### WHAT IS EXPECTED
A precise repetition of every line below is the required answer.

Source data

⟨

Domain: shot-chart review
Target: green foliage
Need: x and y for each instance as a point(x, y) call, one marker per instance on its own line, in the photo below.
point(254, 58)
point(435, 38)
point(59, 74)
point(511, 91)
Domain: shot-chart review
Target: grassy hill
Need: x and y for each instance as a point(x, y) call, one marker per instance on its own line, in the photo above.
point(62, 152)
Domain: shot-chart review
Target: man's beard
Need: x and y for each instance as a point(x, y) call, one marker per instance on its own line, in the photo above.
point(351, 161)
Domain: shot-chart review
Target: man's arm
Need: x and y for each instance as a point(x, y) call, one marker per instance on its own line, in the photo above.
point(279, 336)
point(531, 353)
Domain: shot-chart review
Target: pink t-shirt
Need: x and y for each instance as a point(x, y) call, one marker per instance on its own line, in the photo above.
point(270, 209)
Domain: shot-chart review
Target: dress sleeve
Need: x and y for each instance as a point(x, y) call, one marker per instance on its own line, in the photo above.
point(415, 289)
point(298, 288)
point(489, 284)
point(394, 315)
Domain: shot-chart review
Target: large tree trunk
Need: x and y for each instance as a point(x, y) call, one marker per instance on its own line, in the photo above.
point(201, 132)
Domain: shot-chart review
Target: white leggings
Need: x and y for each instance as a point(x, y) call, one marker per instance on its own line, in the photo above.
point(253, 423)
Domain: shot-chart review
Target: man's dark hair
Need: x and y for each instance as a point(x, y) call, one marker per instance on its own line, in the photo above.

⟩

### TASK OUTPUT
Domain: shot-chart review
Target: green foliage
Need: x and y for each instance as a point(x, y) call, one marker per instance on its own line, in the photo below.
point(254, 58)
point(435, 38)
point(59, 74)
point(511, 91)
Domain: shot-chart review
Target: grassy hill
Need: x and y for each instance as a point(x, y) call, one marker per instance on its own line, in the photo above.
point(62, 152)
Domain: shot-chart review
Target: man's beard
Need: x and y for each instance as a point(x, y) call, one marker per instance on its own line, in the photo above.
point(351, 161)
Domain: shot-chart review
Target: man's arm
Need: x and y for each instance as a point(x, y) call, one marker per instance on its own line, in the photo above.
point(279, 336)
point(531, 353)
Domain: shot-chart review
Target: pink t-shirt
Need: x and y for each instance as a point(x, y) call, one marker per instance on its own line, in the photo above.
point(270, 209)
Domain: shot-chart review
Target: dress sleeve
Need: x and y for each instance as a point(x, y) call, one marker per instance on its own line, in the photo above.
point(415, 289)
point(298, 288)
point(489, 284)
point(394, 315)
Domain: shot-chart review
Target: large tree trunk
Need: x and y for each instance as a point(x, y) call, one marker per instance on its own line, in the photo above.
point(201, 132)
Domain: shot-chart review
Target: white leggings
Need: x and y for each instance as a point(x, y) call, one marker per instance on its own line, in the photo above.
point(253, 423)
Domain: shot-chart review
Target: man's dark hair
Need: x and y for each instance as a point(x, y) call, one marker per instance on its own line, in the photo above.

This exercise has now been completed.